EXERCISE DATA:
********************
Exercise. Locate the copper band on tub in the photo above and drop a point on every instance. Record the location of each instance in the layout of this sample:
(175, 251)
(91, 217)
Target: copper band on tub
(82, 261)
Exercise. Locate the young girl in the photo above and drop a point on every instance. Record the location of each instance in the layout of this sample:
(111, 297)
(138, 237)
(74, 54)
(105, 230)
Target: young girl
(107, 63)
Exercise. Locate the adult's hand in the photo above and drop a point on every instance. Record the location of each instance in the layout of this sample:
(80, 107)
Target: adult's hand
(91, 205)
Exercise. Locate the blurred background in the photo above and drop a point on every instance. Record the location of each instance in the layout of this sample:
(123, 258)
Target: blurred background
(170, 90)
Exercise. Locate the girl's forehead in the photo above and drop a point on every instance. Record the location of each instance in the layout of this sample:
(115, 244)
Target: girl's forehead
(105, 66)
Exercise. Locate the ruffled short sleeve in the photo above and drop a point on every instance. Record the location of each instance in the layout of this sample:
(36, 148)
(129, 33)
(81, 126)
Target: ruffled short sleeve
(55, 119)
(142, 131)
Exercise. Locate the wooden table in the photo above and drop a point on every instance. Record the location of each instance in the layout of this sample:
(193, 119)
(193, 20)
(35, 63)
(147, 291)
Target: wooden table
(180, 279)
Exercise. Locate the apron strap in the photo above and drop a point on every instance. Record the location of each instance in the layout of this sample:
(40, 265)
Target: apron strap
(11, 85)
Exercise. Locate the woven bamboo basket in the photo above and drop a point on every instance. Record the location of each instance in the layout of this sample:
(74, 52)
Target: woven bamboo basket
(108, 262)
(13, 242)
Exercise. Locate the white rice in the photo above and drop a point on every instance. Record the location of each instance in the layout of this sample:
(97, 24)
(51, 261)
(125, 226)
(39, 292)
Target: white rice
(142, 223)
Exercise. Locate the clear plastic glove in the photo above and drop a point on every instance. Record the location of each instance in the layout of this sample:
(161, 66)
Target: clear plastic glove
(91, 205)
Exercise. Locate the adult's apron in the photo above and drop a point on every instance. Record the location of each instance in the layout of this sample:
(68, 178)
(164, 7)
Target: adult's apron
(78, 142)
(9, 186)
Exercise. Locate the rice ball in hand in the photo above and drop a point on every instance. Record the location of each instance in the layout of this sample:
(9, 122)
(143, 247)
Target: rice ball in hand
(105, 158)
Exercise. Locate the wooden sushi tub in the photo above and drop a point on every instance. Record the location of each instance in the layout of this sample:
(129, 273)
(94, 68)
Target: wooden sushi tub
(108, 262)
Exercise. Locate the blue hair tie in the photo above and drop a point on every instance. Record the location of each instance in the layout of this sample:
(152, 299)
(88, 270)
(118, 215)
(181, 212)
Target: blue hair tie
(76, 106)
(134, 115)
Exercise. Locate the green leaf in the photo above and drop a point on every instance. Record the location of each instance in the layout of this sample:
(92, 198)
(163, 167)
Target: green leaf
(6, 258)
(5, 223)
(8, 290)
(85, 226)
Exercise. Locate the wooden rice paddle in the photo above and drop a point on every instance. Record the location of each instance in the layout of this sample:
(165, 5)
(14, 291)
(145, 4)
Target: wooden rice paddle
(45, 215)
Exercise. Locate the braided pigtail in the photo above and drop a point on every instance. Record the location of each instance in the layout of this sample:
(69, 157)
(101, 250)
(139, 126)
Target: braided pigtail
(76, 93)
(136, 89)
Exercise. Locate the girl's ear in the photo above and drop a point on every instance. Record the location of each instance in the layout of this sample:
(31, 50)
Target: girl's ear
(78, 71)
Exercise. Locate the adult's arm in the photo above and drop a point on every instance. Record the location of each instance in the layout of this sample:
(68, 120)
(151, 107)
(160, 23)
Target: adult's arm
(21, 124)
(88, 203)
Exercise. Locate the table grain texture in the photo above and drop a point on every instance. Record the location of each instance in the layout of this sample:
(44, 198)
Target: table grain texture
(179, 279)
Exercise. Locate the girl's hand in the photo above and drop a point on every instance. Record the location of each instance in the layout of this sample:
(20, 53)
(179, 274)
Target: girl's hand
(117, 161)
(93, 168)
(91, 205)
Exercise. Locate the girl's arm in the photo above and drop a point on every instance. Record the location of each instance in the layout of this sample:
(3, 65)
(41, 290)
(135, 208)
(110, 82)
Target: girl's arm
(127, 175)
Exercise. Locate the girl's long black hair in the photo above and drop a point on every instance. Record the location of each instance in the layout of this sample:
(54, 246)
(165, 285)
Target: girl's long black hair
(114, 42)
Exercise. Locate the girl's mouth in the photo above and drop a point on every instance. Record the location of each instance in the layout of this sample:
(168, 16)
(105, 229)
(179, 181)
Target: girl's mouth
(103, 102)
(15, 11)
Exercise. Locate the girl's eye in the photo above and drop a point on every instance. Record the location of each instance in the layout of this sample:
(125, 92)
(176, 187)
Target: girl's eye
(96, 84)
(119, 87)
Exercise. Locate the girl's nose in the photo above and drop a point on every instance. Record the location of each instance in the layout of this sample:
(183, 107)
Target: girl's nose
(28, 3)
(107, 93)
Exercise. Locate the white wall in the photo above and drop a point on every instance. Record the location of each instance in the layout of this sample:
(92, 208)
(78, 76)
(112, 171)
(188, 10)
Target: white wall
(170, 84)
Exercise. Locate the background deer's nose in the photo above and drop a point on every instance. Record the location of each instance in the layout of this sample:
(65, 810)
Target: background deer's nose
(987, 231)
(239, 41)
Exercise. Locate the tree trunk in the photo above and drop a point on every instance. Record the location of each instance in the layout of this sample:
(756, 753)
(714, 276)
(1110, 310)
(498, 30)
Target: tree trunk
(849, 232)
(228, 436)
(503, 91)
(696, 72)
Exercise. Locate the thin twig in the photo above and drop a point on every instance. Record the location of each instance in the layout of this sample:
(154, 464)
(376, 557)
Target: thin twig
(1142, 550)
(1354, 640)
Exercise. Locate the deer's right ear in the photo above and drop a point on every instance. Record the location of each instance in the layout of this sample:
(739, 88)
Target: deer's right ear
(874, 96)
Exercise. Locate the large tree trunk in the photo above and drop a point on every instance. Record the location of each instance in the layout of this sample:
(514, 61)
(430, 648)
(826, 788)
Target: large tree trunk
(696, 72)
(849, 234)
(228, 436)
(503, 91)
********************
From the line containing "Exercise. Locate the girl's nose" to the last line of the material, please quote every line exactly and only those.

THE COMPLETED TASK:
Exercise. Locate the girl's nose in the photo above and drop a point on every instance. Record the location of each instance in the layout of this sample:
(183, 107)
Target: girl's nose
(28, 3)
(107, 93)
Exercise. Locate the white wall in the photo above and drop a point on every instance. Record the location of each instance in the layout of this sample:
(92, 208)
(78, 76)
(112, 171)
(188, 10)
Target: white wall
(170, 84)
Exercise. Locate the background deer's nose in the photo above and drop a point on every instance. Record the location of each instance in the layout of this sample:
(65, 810)
Target: background deer's nose
(987, 231)
(239, 41)
Exercise. Locate the tree trunk in the photo above and drop a point on every instance. Record the location of each instance in the layout of this sample:
(756, 753)
(714, 276)
(1110, 310)
(498, 30)
Target: tree trunk
(849, 232)
(228, 436)
(503, 91)
(696, 72)
Exercise. Locate the thin twig in the photo above and drop a point on every instance. Record the location of each instance in the layout of this sample:
(154, 464)
(376, 557)
Target: thin twig
(1142, 550)
(1354, 640)
Exercise. Locate the deer's right ear in the photo above and drop a point on every instance. Record the location of each instance in the layout of this sample:
(739, 88)
Target: deer's right ear
(874, 96)
Exercise. Locate the large tree trunk in the photo above and drop a point on every instance. Record the location of each instance in the layout of this sample:
(514, 61)
(430, 648)
(826, 788)
Target: large tree trunk
(696, 72)
(849, 234)
(228, 436)
(503, 91)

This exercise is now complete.